What you have to do: Of all the entries below, only the lines from the one with "One point goes on each instance of the owl's leg, as" up to and including the one with "One point goes on each instance of the spotted" are to be duplicated exactly.

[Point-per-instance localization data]
◆ ◆ ◆ ◆ ◆ ◆ ◆

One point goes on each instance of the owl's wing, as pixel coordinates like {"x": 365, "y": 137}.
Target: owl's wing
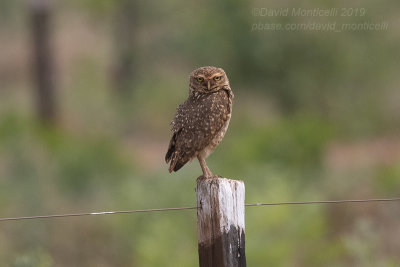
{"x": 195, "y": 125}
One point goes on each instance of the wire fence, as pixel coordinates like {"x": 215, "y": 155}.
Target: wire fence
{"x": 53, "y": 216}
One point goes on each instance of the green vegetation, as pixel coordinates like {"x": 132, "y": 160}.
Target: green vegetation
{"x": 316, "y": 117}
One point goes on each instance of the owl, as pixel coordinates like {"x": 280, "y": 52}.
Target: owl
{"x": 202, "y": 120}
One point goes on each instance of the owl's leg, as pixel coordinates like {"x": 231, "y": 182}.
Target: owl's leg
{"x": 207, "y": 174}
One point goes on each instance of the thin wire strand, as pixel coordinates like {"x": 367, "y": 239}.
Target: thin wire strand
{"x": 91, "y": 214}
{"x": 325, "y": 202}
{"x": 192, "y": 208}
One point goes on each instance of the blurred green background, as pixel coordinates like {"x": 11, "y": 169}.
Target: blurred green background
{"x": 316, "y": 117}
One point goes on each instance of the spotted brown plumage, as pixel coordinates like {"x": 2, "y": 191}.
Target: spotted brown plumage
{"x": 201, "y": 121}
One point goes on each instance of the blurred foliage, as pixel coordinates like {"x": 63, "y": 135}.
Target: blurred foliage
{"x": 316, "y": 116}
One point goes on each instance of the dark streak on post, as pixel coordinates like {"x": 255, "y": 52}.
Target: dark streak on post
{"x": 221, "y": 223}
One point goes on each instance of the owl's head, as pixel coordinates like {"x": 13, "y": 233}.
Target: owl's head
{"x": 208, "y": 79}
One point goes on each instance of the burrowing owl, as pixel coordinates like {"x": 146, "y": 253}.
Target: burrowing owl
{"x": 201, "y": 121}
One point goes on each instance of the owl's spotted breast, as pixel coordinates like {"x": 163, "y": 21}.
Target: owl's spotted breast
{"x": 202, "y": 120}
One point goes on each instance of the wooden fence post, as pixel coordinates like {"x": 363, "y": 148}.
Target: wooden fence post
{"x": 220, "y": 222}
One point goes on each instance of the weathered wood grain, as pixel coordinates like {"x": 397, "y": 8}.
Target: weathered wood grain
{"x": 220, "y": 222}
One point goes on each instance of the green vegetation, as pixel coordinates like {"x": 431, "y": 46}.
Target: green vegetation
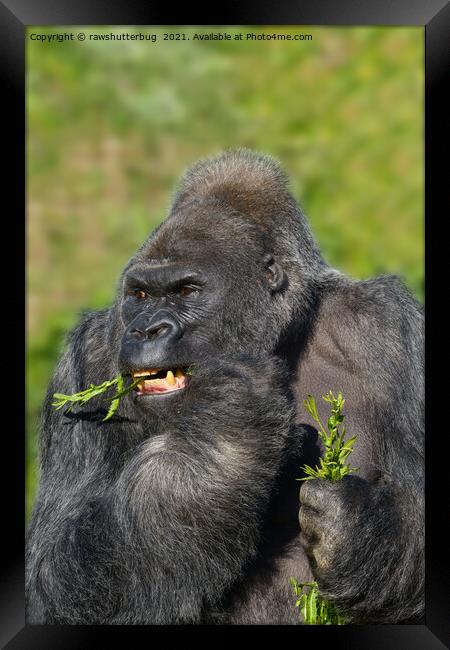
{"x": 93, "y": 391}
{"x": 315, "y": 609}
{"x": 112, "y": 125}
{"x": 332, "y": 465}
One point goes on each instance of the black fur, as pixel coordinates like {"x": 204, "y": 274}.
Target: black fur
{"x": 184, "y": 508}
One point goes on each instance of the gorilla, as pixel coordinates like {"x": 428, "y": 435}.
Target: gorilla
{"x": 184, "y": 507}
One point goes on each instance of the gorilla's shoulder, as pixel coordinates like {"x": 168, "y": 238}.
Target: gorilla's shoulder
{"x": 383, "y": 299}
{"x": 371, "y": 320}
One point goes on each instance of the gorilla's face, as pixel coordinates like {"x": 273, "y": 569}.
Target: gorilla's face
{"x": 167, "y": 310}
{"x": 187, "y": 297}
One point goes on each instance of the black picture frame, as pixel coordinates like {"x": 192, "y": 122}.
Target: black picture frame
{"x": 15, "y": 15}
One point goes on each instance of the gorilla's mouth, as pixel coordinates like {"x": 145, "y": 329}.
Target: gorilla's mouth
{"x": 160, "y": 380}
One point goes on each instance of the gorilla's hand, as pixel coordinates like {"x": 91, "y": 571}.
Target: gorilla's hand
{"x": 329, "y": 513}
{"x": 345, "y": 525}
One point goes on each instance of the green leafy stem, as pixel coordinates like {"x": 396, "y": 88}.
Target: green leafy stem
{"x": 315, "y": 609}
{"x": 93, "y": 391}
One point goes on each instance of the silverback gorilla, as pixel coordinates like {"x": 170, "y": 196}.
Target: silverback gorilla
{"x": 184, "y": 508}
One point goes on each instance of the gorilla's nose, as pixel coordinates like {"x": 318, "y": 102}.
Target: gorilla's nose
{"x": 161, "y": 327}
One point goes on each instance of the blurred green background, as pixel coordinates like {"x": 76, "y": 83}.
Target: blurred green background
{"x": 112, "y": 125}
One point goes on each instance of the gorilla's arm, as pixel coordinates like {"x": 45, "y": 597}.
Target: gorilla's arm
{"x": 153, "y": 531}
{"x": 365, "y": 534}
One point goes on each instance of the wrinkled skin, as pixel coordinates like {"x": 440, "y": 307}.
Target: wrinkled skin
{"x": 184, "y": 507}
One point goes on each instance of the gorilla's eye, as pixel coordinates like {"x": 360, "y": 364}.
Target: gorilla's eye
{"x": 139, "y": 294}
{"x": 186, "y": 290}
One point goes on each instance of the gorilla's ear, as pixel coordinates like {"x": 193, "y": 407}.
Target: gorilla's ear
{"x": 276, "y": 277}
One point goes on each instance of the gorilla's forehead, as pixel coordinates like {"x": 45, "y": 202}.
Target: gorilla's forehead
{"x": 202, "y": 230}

◆ ◆ ◆ ◆ ◆ ◆ ◆

Response to this task:
One point goes on each instance of the owl's leg, as pixel coordinates like {"x": 231, "y": 182}.
Target: owl's leg
{"x": 207, "y": 174}
One point goes on each instance of the thin wire strand, as pixel coordinates like {"x": 367, "y": 239}.
Target: thin wire strand
{"x": 91, "y": 214}
{"x": 325, "y": 202}
{"x": 192, "y": 208}
One point goes on each instance of the blurred green background, as pixel coordinates like {"x": 11, "y": 169}.
Target: blurred green background
{"x": 316, "y": 117}
One point goes on each instance of the spotted brown plumage, as pixel coordinates like {"x": 2, "y": 191}.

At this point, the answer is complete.